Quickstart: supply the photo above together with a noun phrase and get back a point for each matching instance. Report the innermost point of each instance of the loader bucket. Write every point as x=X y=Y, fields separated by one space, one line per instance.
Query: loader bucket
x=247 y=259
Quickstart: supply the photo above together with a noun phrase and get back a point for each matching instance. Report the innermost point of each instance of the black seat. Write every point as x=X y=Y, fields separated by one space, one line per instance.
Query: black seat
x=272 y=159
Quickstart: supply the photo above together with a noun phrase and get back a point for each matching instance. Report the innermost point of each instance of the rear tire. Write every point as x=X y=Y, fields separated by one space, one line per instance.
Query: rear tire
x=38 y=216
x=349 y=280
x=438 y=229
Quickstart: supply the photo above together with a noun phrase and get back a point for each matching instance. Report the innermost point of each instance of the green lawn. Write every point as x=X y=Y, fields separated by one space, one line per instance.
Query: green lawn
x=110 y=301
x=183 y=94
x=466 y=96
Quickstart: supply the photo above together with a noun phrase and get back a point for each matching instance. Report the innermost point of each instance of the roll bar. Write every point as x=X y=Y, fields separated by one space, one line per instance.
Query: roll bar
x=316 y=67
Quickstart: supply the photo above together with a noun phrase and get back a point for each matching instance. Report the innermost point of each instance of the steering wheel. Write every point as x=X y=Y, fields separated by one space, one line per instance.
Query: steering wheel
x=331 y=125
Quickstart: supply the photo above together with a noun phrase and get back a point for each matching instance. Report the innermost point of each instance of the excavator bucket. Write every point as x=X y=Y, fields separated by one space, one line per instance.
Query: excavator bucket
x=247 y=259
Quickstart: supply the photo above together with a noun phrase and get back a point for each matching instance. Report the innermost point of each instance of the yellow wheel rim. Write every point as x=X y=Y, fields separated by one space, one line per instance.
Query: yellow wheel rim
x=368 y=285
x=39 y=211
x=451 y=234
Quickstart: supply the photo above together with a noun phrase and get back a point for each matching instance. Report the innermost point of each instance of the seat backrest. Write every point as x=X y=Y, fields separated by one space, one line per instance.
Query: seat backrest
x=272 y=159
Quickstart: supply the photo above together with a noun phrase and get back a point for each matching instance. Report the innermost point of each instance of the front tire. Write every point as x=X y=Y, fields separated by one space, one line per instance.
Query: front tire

——————

Keeping each line exactly as it is, retype all of the data.

Worked solution:
Quickstart: supply the photo above together with a noun phrase and get back a point for each matching instance. Report the innermost point of each instance of the loader bucket. Write every point as x=X y=Y, fields separated by one space, one line per instance.
Query: loader bucket
x=247 y=259
Quickstart: supply the photo above together with a noun phrase and get back a point for each matching instance. Report the innermost point of each instance of the black seat. Write every point as x=X y=Y, fields separated by one space, one line per instance.
Query: black seat
x=272 y=159
Quickstart: supply the photo above together with a noun phrase and get back a point for each matching instance. Report the innermost point of each instance of the rear tire. Write every point as x=X y=Y, fields separated by one space, one line per instance.
Query: rear tire
x=38 y=216
x=349 y=280
x=438 y=229
Quickstart: supply the photo above together with a noun phrase and get back a point for each matching instance. Report the innermost point of each instance of the green lawn. Write every point as x=X y=Y, fields separated by one space, one line per instance.
Query: green lawn
x=110 y=301
x=183 y=94
x=466 y=96
Quickstart: supply the photo above together with a noun phrase and get back a point for each matching instance. Report the innermost point of each instance of the roll bar. Write every point as x=X y=Y, fields separated by one space, one line per instance.
Query: roll bar
x=316 y=67
Quickstart: supply the photo above together with a noun phrase and get back a point for each matching instance. Report the innermost point of each instance of the steering wheel. Write every point as x=X y=Y, fields separated by one space, one line per instance.
Query: steering wheel
x=331 y=125
Quickstart: supply the photo above together with a noun phrase and get back a point for each matching instance. Report the innermost point of each instance of the excavator bucket. Write every point as x=X y=Y, fields separated by one space, one line per instance.
Query: excavator bucket
x=247 y=259
Quickstart: supply the photo above together with a noun phrase and get back a point for each matching instance. Report the innermost point of each instance of the yellow wheel rim. Write every point as x=X y=Y, fields separated by one space, one line per instance.
Query: yellow wheel rim
x=368 y=285
x=39 y=211
x=451 y=234
Quickstart: supply the photo above together with a noun phrase and get back a point for each matching instance. Report the innermost point of each instance of the seat backrest. Write every point as x=X y=Y, fields separated by one space, one line per instance.
Query: seat backrest
x=272 y=159
Quickstart: supply the photo above together with a noun phrase and get back a point for each matching instance. Report the innermost point of each instance of the front tire. Write every point as x=X y=Y, fields separated by one space, one line per instance.
Query: front tire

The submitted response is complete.